# Do this:
Reproduce the records below without any change, from the line containing "Would you mind tagging the black skirt" through the line containing "(1138, 107)", both of those lines included, and give nothing else.

# Dataset extract:
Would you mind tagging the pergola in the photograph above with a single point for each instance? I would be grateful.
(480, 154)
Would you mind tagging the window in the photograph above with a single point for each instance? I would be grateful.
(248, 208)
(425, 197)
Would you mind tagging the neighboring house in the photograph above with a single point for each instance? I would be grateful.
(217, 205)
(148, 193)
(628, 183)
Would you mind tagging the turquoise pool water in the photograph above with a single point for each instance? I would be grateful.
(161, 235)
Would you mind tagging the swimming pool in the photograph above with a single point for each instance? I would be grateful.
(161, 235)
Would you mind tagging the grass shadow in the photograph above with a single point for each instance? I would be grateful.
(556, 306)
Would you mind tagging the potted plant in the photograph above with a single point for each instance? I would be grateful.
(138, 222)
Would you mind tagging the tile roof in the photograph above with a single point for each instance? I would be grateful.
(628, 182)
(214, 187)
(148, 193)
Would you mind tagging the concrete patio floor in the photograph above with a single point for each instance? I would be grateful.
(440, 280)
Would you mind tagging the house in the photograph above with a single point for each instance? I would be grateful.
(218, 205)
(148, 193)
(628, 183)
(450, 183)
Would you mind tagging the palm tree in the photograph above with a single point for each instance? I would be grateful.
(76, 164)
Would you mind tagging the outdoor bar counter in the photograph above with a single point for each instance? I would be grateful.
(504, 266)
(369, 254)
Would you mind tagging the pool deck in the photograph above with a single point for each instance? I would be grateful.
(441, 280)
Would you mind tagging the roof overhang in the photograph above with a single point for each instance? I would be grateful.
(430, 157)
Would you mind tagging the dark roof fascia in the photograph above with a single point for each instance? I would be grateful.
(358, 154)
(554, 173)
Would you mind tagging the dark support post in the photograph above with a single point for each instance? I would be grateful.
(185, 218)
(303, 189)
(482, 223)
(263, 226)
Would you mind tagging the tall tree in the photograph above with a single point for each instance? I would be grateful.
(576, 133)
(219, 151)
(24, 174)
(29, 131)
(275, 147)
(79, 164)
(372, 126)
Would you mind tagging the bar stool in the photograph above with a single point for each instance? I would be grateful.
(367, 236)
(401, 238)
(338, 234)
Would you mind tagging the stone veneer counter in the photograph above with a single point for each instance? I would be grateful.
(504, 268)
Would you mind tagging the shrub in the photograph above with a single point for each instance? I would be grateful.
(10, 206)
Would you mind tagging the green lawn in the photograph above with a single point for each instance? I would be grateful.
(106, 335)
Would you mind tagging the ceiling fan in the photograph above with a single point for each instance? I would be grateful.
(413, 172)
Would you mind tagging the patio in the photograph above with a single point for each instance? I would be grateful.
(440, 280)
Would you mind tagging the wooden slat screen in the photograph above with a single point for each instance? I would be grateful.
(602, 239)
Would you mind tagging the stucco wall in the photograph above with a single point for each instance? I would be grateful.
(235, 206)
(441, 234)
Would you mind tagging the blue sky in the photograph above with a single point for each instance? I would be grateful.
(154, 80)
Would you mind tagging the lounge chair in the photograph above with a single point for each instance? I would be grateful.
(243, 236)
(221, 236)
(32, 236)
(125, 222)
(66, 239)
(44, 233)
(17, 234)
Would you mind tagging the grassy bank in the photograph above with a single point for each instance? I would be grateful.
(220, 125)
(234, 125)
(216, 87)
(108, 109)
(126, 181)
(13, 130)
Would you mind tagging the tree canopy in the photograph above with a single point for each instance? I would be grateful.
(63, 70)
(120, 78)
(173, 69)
==
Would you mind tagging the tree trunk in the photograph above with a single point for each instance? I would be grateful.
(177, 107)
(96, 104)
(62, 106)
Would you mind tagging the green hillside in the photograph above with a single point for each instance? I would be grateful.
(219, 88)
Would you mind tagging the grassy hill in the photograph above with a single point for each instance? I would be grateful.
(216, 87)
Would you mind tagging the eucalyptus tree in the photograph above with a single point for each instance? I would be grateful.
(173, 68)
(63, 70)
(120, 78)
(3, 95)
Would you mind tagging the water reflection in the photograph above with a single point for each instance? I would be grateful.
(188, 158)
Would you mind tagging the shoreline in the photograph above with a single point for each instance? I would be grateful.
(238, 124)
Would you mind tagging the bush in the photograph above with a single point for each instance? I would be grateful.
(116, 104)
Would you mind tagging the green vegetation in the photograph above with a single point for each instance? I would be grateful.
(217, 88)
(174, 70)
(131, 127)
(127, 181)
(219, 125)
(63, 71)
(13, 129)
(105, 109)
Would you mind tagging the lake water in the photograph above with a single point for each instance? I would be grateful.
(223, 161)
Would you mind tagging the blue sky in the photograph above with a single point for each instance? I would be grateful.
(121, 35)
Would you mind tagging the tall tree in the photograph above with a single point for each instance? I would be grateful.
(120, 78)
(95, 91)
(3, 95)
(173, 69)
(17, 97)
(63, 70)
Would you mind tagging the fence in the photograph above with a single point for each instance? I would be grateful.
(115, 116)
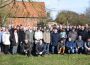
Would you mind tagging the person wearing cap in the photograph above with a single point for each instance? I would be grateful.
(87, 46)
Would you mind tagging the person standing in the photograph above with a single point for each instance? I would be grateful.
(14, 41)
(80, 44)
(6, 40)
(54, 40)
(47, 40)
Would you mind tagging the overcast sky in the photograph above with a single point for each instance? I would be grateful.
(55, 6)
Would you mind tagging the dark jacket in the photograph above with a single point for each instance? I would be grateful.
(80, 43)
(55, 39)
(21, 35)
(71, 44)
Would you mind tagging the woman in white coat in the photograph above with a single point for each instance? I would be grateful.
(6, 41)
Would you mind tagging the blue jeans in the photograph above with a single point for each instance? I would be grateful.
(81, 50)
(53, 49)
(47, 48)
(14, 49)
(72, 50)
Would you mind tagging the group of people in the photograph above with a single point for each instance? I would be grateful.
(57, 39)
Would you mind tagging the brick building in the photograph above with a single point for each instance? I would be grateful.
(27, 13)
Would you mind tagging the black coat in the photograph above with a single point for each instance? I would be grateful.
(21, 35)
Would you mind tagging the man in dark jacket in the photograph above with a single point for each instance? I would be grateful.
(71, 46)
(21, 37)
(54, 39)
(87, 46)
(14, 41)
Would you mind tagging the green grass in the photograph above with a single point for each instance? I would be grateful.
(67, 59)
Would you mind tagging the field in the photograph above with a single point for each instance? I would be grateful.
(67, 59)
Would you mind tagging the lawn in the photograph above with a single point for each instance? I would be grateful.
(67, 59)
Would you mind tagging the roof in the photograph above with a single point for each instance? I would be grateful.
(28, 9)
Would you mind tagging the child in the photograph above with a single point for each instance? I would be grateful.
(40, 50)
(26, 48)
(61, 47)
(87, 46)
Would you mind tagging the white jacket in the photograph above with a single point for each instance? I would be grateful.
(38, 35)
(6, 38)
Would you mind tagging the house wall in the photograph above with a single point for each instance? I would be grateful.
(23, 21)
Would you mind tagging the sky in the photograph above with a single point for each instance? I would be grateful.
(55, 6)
* * *
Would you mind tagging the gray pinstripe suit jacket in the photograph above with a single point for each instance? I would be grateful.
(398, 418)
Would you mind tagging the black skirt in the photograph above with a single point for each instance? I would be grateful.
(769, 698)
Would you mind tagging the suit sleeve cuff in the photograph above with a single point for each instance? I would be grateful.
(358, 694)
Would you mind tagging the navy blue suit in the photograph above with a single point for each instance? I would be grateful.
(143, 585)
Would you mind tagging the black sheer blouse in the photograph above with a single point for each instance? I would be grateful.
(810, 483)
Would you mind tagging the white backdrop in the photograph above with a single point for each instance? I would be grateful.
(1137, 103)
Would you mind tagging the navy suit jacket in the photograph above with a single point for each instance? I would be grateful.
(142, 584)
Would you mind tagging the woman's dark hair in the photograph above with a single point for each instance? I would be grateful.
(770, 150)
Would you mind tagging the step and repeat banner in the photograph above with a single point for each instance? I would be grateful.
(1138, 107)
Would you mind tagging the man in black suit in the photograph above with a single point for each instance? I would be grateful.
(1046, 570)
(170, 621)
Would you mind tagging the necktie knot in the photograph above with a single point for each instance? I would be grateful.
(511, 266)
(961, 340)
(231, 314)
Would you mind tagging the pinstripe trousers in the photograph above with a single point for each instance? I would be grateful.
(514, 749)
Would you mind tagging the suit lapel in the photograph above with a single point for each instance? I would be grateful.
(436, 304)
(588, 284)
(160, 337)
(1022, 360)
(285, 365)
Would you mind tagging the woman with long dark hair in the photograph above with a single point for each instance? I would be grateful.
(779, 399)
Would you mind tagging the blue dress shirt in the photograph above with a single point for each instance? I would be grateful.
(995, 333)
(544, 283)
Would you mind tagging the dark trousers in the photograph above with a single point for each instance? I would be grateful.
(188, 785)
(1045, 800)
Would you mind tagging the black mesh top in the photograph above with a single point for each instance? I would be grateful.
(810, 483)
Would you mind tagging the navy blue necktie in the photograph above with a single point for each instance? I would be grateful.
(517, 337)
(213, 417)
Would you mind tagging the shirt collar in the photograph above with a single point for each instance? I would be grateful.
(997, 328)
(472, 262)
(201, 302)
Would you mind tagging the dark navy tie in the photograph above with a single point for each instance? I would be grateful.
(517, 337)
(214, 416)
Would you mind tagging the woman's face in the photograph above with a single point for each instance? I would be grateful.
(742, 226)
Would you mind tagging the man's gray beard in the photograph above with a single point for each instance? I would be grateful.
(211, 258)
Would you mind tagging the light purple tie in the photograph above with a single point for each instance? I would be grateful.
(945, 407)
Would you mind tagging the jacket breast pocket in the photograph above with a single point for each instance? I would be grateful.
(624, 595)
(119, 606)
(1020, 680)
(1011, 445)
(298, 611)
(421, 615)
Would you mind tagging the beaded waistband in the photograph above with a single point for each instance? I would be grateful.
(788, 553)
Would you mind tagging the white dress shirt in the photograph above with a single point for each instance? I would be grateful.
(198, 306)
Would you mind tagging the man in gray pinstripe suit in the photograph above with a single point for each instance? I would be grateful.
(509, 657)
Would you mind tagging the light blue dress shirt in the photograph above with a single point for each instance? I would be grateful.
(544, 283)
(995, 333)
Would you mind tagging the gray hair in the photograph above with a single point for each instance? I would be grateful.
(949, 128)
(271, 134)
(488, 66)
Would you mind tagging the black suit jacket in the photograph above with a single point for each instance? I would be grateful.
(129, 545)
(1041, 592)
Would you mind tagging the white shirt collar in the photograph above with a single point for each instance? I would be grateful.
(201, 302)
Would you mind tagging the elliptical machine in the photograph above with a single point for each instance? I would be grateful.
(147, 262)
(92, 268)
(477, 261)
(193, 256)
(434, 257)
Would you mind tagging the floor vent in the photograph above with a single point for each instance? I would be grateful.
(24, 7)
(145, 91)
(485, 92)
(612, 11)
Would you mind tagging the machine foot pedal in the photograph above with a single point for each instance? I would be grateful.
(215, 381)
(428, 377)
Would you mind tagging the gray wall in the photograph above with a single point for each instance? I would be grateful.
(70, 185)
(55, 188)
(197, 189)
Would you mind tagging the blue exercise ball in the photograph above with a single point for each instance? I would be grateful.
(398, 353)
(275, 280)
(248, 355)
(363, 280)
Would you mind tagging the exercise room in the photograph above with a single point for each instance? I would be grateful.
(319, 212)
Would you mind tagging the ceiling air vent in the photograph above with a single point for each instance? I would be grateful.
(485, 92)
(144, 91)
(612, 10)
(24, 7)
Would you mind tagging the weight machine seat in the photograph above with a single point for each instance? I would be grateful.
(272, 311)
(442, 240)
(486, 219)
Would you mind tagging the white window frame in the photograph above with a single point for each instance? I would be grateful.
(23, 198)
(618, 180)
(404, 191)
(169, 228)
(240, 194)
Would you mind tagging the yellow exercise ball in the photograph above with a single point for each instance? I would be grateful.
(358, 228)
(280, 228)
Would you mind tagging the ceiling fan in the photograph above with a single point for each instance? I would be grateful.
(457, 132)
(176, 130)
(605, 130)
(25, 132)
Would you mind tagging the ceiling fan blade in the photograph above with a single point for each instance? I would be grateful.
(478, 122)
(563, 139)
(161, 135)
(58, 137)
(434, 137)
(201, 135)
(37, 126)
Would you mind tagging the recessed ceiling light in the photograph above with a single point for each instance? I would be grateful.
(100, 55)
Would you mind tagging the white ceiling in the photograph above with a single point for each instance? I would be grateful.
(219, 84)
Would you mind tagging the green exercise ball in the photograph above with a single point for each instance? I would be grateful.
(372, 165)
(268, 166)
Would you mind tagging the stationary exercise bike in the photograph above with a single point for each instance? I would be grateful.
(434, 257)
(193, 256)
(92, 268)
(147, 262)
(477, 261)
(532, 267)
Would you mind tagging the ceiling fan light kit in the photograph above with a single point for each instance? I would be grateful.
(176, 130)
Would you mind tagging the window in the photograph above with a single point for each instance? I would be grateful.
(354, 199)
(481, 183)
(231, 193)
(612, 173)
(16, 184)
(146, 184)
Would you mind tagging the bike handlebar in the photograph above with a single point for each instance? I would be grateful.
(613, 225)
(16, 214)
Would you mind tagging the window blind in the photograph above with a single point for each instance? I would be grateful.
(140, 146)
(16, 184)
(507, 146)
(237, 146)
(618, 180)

# Written solution:
Would you mind tagging the black skirt in the photograph above with a single point for each instance? I would be grateful.
(769, 698)
Would you mind tagging the suit sleeve cuff in the photograph above with a single point for each instance? I would be grateful.
(358, 694)
Would you mind tagging the navy blue suit in the photograph above with a single point for each instance? I would be grateful.
(143, 585)
Would you mind tagging the black sheer blouse in the photograph above with a single point for each instance? I would be grateful.
(810, 483)
Would you mind tagging the white backdrop in the photograph above with a single point for each instance? I would be grateful.
(1137, 103)
Would you mind tagging the navy suit jacket in the photograph above with a single point for each instance? I would be grateful.
(142, 584)
Would you mind tagging the woman's dark hair in the photograph above with a single point for each instance? I would be grateful.
(770, 150)
Would you mind tagging the step and repeat banner in the photograph above with a single point for each instance? I would be grateful.
(1138, 107)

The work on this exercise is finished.